# Prompt:
Please return the listing below from the line with "Query: mountain ridge" through its last line, exactly, and include nothing else.

BEGIN Material to process

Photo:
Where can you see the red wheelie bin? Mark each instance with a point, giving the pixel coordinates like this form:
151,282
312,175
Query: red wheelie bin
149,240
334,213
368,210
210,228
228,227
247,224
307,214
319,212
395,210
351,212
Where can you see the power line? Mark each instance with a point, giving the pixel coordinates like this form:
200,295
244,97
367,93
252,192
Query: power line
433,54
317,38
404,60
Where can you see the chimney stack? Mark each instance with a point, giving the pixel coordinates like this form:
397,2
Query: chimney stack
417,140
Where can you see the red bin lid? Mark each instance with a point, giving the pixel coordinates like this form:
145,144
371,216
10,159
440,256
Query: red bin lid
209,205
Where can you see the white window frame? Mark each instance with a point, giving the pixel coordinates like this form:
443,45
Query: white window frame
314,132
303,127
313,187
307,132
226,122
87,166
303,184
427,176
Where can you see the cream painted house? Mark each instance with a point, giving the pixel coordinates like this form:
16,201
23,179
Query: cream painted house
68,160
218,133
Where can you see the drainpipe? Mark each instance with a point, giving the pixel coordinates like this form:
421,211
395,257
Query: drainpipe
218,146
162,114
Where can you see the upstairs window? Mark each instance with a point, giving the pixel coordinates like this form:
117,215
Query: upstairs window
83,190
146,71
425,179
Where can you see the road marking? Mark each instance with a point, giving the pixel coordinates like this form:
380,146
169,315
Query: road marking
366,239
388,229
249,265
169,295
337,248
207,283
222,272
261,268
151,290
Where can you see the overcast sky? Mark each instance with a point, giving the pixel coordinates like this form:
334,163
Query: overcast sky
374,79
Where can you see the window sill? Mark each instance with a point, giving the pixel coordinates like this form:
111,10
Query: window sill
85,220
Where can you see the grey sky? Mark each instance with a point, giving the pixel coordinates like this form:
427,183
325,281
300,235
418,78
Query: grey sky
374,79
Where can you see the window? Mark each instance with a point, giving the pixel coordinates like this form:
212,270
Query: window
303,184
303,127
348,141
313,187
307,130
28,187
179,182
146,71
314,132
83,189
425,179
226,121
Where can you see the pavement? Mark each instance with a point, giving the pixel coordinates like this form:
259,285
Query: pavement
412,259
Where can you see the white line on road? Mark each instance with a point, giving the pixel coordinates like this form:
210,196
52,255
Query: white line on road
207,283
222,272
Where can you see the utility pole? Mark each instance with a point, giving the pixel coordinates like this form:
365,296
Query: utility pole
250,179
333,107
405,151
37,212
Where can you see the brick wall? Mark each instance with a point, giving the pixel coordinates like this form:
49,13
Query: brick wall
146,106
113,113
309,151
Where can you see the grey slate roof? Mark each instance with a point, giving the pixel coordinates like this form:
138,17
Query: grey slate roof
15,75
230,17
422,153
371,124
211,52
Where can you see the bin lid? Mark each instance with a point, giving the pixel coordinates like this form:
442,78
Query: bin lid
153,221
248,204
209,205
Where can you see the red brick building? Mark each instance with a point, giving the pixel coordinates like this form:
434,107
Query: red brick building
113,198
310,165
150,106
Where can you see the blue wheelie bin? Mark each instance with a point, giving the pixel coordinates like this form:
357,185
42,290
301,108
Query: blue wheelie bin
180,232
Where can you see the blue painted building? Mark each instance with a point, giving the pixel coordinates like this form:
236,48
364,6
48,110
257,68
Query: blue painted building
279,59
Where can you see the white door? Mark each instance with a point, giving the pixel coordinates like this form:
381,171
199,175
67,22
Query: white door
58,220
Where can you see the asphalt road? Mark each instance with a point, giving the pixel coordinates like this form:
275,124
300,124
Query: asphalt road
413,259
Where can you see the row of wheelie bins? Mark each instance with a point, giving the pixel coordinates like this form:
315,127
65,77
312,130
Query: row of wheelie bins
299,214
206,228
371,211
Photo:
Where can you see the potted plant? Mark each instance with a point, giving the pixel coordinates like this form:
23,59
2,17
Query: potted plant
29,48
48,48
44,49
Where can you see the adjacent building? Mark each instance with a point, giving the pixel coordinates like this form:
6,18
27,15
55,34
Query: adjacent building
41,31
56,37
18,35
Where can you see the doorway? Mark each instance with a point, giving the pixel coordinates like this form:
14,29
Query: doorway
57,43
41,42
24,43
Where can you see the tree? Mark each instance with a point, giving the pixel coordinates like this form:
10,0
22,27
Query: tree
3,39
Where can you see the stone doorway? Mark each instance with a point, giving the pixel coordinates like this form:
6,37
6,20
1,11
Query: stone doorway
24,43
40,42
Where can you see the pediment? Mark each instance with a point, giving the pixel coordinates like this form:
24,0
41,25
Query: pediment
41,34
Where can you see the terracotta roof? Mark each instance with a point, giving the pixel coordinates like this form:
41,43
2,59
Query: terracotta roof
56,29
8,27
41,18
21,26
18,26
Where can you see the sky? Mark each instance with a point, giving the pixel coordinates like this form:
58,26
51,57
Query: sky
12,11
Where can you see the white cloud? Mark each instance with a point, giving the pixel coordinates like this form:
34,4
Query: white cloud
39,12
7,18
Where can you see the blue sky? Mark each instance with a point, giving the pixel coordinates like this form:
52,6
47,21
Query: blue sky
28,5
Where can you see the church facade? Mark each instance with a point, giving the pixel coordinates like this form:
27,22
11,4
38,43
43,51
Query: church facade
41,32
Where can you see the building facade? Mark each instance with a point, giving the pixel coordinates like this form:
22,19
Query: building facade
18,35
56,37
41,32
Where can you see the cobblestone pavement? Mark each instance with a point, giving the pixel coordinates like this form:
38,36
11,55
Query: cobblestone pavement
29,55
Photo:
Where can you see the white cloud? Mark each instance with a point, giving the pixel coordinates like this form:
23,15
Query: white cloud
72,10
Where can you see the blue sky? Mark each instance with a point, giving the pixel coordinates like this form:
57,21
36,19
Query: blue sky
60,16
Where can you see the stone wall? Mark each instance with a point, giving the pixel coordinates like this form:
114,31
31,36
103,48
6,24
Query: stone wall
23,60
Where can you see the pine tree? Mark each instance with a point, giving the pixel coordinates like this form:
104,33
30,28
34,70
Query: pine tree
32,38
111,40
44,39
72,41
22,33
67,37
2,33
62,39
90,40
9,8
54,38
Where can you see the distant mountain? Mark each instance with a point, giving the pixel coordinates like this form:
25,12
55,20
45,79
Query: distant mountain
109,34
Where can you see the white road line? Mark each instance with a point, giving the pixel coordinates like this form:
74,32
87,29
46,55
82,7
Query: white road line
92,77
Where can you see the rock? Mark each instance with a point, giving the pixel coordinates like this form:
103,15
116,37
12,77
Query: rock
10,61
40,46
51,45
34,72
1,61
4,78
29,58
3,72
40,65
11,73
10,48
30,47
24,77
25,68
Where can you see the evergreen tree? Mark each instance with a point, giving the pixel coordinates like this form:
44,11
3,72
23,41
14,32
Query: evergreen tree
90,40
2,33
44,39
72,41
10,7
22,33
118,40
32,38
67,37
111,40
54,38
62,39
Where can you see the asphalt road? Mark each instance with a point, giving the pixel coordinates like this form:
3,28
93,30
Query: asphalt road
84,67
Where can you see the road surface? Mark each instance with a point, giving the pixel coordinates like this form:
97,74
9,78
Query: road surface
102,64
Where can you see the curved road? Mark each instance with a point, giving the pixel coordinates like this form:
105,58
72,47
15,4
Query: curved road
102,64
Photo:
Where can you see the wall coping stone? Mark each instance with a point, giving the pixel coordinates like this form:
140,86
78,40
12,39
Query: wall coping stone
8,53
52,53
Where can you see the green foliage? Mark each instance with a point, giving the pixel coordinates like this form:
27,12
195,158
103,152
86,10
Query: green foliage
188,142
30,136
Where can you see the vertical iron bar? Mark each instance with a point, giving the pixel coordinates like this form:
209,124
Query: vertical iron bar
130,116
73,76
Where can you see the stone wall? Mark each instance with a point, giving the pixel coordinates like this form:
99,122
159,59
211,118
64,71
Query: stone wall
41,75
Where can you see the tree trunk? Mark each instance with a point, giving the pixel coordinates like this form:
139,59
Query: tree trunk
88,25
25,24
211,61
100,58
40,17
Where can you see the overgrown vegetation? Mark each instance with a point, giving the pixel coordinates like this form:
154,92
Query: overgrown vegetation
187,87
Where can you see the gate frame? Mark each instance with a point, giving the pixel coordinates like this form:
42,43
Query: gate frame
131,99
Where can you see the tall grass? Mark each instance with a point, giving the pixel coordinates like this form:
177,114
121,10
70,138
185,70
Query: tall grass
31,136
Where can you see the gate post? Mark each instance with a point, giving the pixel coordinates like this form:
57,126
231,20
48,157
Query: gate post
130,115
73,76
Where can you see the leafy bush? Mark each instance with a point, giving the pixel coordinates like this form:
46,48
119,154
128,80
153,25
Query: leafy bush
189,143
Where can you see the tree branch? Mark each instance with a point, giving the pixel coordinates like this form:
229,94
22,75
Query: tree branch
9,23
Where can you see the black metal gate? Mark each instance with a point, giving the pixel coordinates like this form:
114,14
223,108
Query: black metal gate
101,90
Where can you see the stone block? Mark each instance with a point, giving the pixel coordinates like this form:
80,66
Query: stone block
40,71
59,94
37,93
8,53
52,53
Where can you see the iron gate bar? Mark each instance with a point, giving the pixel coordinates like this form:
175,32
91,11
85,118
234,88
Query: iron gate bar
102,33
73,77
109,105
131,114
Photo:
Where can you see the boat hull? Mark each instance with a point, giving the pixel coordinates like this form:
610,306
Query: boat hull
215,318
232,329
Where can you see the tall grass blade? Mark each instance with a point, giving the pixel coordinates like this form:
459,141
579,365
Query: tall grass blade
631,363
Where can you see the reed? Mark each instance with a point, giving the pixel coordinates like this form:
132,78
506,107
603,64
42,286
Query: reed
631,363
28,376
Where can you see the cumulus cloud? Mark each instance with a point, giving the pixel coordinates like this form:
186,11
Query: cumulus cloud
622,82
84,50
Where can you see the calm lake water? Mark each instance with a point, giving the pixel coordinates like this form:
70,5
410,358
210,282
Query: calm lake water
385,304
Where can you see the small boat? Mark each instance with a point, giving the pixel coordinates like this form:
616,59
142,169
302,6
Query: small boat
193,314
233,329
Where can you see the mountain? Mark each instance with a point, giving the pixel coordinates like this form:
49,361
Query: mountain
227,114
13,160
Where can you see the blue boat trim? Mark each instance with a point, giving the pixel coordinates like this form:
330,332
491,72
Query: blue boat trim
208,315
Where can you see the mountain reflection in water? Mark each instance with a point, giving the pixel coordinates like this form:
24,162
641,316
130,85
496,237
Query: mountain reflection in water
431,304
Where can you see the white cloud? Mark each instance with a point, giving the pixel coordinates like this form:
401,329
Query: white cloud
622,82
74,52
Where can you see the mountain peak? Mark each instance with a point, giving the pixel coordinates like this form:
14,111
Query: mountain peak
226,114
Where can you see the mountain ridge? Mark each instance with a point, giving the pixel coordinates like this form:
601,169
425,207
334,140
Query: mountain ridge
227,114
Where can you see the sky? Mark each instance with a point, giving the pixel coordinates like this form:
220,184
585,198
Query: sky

END Material to process

# Exercise response:
Query: mountain ridge
227,114
Where can you see the sky? Mark each instance with a point, giving the pixel coordinates like this form:
220,184
585,198
Query: sky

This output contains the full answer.